[Documento]

━━━━━━━━━━━━━━━━━━━━

Dallo stereotipo novecentesco del grande maestro carismatico alla crescente presenza di donne, collettivi, studi identificati con coppie, il cambiamento antropologico della professione dell’architetto. È una mostra sulle grandi architette quella che il MAXXI di Roma organizza dal 16 dicembre 2021 all’11 settembre 2022 nella sua sede, peraltro progettata anch’essa da una grande architetta, Zaha Hadid: si tratta di Buone Nuove. Donne in architettura, un viaggio nell’evoluzione al femminile della professione di architetto dalle pioniere d’inizio Novecento alle archistar di oggi, dai colletivi multidisciplinari ai grandi studi internazionali guidati da progettiste, a cura di Pippo Ciorra, Elena Motisi ed Elena Tinacci, con un allestimento al femminile progettato da Matilde Cassani.

━━━━━━━━━━━━━━━━━━━━

[Materiale fornito]
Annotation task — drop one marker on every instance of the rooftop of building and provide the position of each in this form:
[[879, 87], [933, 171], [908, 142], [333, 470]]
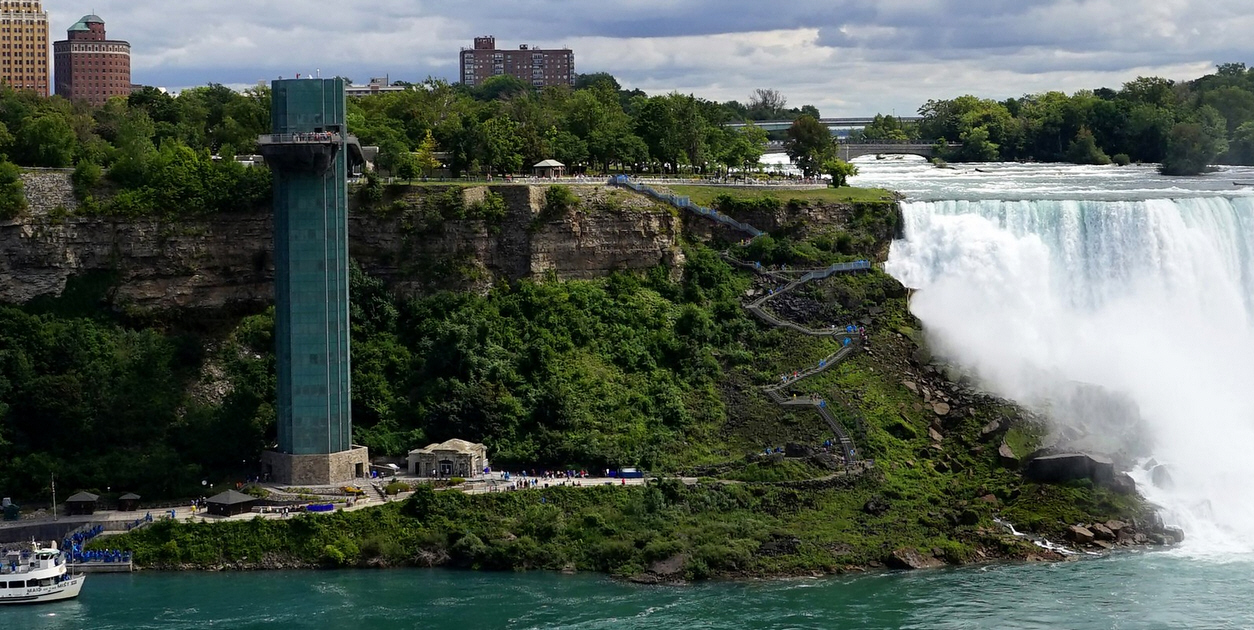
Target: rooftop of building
[[84, 21]]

━━━━━━━━━━━━━━━━━━━━

[Problema proposto]
Ricopia dal documento sulla mostra del MAXXI il passo che inizia con "Dallo stereotipo novecentesco" e termina con "da Matilde Cassani.". Per rispondere ci si basa unicamente sul documento.

[Soluzione]
Dallo stereotipo novecentesco del grande maestro carismatico alla crescente presenza di donne, collettivi, studi identificati con coppie, il cambiamento antropologico della professione dell’architetto. È una mostra sulle grandi architette quella che il MAXXI di Roma organizza dal 16 dicembre 2021 all’11 settembre 2022 nella sua sede, peraltro progettata anch’essa da una grande architetta, Zaha Hadid: si tratta di Buone Nuove. Donne in architettura, un viaggio nell’evoluzione al femminile della professione di architetto dalle pioniere d’inizio Novecento alle archistar di oggi, dai colletivi multidisciplinari ai grandi studi internazionali guidati da progettiste, a cura di Pippo Ciorra, Elena Motisi ed Elena Tinacci, con un allestimento al femminile progettato da Matilde Cassani.